# start of Exercise input
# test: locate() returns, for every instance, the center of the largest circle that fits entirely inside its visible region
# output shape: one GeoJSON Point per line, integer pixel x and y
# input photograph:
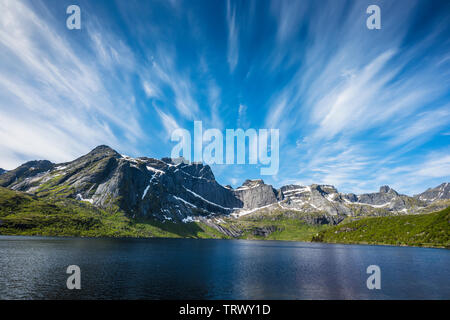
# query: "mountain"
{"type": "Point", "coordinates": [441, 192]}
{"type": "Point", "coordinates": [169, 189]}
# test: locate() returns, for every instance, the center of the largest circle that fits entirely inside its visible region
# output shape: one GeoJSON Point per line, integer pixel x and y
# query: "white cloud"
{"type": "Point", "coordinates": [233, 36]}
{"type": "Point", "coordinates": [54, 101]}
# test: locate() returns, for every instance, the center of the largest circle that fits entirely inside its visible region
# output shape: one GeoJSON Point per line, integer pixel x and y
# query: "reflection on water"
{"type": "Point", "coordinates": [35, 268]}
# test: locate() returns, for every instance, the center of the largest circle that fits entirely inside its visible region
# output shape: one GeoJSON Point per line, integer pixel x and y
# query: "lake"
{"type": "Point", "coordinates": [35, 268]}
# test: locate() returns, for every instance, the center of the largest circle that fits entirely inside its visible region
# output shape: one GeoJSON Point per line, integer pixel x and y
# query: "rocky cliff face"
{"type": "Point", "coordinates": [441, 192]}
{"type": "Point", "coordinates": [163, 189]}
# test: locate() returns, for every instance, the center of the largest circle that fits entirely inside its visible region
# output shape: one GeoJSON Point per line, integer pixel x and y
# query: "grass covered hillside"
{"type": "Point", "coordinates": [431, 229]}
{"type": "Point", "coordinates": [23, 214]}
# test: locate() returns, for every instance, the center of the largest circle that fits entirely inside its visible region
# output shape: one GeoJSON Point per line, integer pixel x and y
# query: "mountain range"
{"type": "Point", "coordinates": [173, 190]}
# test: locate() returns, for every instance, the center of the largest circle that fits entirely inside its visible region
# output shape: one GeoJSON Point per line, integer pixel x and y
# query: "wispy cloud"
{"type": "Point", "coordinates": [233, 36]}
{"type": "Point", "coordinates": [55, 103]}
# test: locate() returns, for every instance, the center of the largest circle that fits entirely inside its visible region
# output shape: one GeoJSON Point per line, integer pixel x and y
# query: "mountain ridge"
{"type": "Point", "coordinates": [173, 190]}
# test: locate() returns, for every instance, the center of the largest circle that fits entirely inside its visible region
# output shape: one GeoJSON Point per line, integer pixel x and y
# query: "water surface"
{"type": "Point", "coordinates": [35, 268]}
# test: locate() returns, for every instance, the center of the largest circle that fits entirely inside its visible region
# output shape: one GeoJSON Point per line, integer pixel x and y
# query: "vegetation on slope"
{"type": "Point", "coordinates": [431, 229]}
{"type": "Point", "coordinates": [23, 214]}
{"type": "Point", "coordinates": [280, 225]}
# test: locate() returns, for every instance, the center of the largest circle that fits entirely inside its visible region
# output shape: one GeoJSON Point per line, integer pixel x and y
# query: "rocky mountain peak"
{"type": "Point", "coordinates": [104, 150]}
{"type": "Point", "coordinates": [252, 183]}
# end of Exercise input
* Exercise prompt
Pictures don't belong in the copy. Transcribe every record exactly as it appears.

* Written solution
# test: locate() returns, for every instance, the center of the largest circle that fits entirely inside its visible region
# output shape: one GeoJSON Point per line, integer pixel x and y
# input photograph:
# query: "mountain"
{"type": "Point", "coordinates": [441, 192]}
{"type": "Point", "coordinates": [169, 189]}
# test: locate() returns, for every instance, the center of the largest circle that fits entirely inside its visible region
# output shape: one GeoJSON Point per line, integer pixel x and y
# query: "white cloud"
{"type": "Point", "coordinates": [233, 36]}
{"type": "Point", "coordinates": [54, 101]}
# test: locate() returns, for every instance, the center of the largest circle that fits entirely inside its visible region
# output shape: one GeoJSON Point per line, integer pixel x and y
# query: "reflection on water"
{"type": "Point", "coordinates": [35, 268]}
# test: locate() returns, for every instance, the center of the largest circle that fits entirely inside its visible region
# output shape: one GeoJSON Point per line, integer pixel x and y
# query: "lake"
{"type": "Point", "coordinates": [35, 268]}
# test: locate() returns, for every instance, the center of the largest circle that fits entirely inside its visible region
# output shape: one GeoJSON Point per line, integer pixel x and y
# query: "rocky cliff face"
{"type": "Point", "coordinates": [441, 192]}
{"type": "Point", "coordinates": [163, 189]}
# test: locate() returns, for every instance, the center of the largest circle that fits entirely inside its visible region
# output shape: one GeoJSON Point per line, integer pixel x and y
# query: "grass covered hillside"
{"type": "Point", "coordinates": [431, 229]}
{"type": "Point", "coordinates": [23, 214]}
# test: locate() returns, for every instance, the center of the largest circle that fits entirely inside its visible region
# output shape: one GeoJSON Point per line, integer pixel x and y
# query: "mountain range"
{"type": "Point", "coordinates": [173, 190]}
# test: locate() returns, for every instance, the center of the largest circle that fits entirely inside its visible region
# output shape: one GeoJSON Point per line, integer pixel x and y
# query: "wispy cloud"
{"type": "Point", "coordinates": [233, 36]}
{"type": "Point", "coordinates": [55, 103]}
# test: locate() returns, for every instance, the center of the largest circle that fits entirely inside its visible region
# output shape: one GeoJSON Point per line, integer pixel x and y
# query: "mountain ridge"
{"type": "Point", "coordinates": [173, 190]}
# test: locate() returns, for every instance, the center of the largest circle that fits entirely inside its visible region
# output shape: one GeoJSON Point per line, integer pixel x and y
# query: "water surface"
{"type": "Point", "coordinates": [35, 268]}
# test: locate() returns, for every instance, the center of the largest circle that fits entirely inside its visible region
# output shape: one GeoJSON Point per line, integer pixel x and y
# query: "vegetation on slope"
{"type": "Point", "coordinates": [431, 229]}
{"type": "Point", "coordinates": [23, 214]}
{"type": "Point", "coordinates": [280, 225]}
# test: locate() returns, for every instance, the center of the largest circle that fits entirely inside its visible region
# output shape: one GeoJSON Point per line, integer pixel x and y
# query: "rocky mountain peak"
{"type": "Point", "coordinates": [104, 150]}
{"type": "Point", "coordinates": [252, 183]}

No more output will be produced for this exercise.